(Given records):
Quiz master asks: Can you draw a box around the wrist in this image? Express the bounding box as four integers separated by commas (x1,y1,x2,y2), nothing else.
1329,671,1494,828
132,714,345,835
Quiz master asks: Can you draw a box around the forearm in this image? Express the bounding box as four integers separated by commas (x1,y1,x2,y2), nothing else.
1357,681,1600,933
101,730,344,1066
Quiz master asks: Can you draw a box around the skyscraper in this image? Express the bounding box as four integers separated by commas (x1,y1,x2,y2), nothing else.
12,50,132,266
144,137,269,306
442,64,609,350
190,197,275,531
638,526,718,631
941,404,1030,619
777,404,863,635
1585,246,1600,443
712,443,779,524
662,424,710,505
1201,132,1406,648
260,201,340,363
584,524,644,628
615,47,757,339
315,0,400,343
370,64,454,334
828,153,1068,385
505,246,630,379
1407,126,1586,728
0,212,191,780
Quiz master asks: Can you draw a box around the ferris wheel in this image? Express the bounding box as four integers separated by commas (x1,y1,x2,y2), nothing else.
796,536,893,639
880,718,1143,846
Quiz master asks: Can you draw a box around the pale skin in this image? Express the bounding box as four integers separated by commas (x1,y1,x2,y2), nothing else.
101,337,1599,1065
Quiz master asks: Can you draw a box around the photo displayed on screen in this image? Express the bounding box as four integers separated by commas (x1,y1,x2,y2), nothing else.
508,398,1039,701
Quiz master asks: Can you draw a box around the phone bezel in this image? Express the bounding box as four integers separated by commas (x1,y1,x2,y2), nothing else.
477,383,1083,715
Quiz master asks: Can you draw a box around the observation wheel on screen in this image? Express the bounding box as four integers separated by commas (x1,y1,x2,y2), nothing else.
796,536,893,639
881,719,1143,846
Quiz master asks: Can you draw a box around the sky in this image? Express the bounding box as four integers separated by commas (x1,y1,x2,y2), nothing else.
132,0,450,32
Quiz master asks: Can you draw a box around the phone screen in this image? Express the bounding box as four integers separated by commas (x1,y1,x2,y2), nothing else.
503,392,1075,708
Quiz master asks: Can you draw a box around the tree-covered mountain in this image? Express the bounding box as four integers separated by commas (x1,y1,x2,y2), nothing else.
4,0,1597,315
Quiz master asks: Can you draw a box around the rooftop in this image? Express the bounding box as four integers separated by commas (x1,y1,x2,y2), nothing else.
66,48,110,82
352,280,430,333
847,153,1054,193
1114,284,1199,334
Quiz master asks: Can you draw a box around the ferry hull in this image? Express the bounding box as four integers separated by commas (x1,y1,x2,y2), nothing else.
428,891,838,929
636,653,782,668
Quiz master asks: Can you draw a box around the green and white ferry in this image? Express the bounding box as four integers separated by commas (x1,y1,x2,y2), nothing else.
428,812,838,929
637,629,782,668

(Task prompt):
Up to and including the last line of the records above, print exactly every line from the one that contains "Quiz master asks: Can you draw a box around the rooftop" onward.

(Reply):
Quiz master asks: Can you draw a box around the rooftop in this image? Express the bounding box as four integers separated by commas (x1,y1,x2,y2), nothing else.
66,48,110,82
352,280,430,333
847,153,1054,193
1114,284,1199,334
Quiz master asks: Can you draw a box around the ferry hull in this image? Express the bounding box as four integers separated by commas (x1,y1,x2,y2), nothing else.
428,891,838,929
636,653,782,668
Quiz master asks: Can you draw a box around the green and white ferry in this image? Express the bounding box as four integers separated by commas (x1,y1,x2,y2), nothing else.
428,812,838,929
637,629,782,668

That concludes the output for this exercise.